▶ [Entries shown]
begin
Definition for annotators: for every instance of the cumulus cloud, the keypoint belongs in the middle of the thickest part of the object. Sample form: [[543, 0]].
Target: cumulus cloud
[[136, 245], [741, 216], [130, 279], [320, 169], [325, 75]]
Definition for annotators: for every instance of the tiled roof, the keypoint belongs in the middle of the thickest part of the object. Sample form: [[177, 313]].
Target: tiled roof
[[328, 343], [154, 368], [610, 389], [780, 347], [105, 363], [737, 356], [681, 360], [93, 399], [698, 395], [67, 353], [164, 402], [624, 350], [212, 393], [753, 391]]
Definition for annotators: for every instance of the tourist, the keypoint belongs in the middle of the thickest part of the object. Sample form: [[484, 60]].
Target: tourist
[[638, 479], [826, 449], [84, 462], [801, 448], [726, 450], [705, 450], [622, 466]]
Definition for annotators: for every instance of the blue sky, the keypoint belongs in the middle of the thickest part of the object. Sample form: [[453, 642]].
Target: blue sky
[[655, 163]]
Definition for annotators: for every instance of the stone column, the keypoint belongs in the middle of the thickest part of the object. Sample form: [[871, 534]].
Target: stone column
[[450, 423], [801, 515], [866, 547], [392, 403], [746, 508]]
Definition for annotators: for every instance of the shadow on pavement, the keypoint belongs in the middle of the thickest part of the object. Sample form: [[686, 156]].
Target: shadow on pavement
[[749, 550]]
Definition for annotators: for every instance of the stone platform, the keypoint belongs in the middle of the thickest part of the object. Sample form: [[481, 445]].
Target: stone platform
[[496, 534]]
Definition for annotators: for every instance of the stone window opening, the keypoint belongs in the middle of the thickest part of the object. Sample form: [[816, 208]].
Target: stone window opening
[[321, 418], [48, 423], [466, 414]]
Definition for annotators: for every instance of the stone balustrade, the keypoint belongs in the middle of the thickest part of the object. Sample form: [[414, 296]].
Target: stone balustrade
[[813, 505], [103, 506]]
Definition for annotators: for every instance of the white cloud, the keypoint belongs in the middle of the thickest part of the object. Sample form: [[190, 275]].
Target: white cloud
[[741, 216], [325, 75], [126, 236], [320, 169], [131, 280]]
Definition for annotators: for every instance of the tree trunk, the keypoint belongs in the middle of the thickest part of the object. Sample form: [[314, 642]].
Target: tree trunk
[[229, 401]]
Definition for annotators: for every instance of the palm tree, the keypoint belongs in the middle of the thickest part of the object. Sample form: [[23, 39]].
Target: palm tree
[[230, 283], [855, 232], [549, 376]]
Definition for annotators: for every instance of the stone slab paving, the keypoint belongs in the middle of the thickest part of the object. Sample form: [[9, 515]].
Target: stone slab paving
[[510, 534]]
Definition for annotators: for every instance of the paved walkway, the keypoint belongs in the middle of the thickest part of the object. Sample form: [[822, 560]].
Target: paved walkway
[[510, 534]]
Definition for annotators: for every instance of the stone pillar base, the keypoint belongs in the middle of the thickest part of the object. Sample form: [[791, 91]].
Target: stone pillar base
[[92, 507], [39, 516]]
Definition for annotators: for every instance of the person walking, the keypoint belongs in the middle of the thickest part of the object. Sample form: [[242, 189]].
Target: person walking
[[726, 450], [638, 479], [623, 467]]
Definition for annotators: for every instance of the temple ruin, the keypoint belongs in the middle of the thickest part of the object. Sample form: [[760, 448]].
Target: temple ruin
end
▶ [Aim] Copy out, unchanged, every line of the rows above from the very first line through the line holding "[[450, 423], [801, 515], [866, 547], [392, 403], [746, 508]]", inclusive.

▶ [Expected answer]
Definition for annotators: for every instance of the cumulus cloud, the keypoint belongs in the middle of the thickest part of the object. Sample form: [[543, 0]].
Target: cumulus cloud
[[136, 245], [741, 216], [130, 279], [320, 169], [325, 75]]
Definition for annotators: for every instance of the tiled roof, the keypoint belongs in the middle of the thickest part of the object. Sample form: [[177, 313]].
Target: tiled roof
[[328, 343], [154, 368], [610, 389], [780, 347], [105, 363], [737, 356], [681, 360], [93, 399], [698, 395], [67, 353], [164, 402], [624, 350], [212, 393], [753, 391]]
Definition for annotators: for every instance of the tourist, the keypoint belongs in the middle of the thickest part of the object. Sample form: [[484, 60]].
Target: tourist
[[638, 479], [826, 449], [84, 462], [801, 448], [726, 450], [705, 450], [622, 466]]
Definition for annotators: for every instance of the blue sky, the keypoint belongs in the middle of the thickest part of the object. Sample form: [[453, 642]].
Target: blue sky
[[655, 163]]
Definition for annotators: for every instance of the stone column, the keypoint belongs in the middle of the thickest part of the object. Sample form: [[871, 534]].
Target: stone column
[[450, 423], [801, 515], [866, 547], [392, 403], [746, 508]]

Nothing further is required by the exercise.